### Task goal:
Count the lines in the data below that contain the string "sweater", matching case exactly. Reply with only the number.

########################################

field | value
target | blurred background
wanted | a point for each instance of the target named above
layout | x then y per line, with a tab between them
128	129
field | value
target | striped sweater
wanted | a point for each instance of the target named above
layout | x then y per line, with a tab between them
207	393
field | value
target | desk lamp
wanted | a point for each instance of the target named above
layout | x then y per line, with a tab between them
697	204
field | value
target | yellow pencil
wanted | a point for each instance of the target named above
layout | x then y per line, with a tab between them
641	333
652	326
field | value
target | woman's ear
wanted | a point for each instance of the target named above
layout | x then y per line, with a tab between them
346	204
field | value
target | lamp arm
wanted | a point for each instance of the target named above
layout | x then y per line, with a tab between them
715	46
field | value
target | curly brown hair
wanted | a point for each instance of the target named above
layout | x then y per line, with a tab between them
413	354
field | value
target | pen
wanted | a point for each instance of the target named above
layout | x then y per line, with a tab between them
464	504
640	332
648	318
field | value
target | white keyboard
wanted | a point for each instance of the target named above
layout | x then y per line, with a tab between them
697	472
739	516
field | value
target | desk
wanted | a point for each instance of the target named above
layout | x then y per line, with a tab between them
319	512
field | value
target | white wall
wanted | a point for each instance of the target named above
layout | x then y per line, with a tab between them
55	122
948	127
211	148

########################################

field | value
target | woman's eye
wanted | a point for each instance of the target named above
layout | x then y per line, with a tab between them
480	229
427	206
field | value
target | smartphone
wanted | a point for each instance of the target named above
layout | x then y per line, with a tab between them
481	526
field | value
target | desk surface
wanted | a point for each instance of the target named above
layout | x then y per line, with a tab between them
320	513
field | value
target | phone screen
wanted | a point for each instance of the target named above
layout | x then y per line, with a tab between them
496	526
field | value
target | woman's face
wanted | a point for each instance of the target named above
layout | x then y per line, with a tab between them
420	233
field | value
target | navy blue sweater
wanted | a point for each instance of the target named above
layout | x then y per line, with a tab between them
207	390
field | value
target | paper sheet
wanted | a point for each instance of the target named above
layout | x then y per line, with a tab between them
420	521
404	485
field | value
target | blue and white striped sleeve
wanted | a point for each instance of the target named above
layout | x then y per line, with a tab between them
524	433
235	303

########################################

### Result for this exercise:
2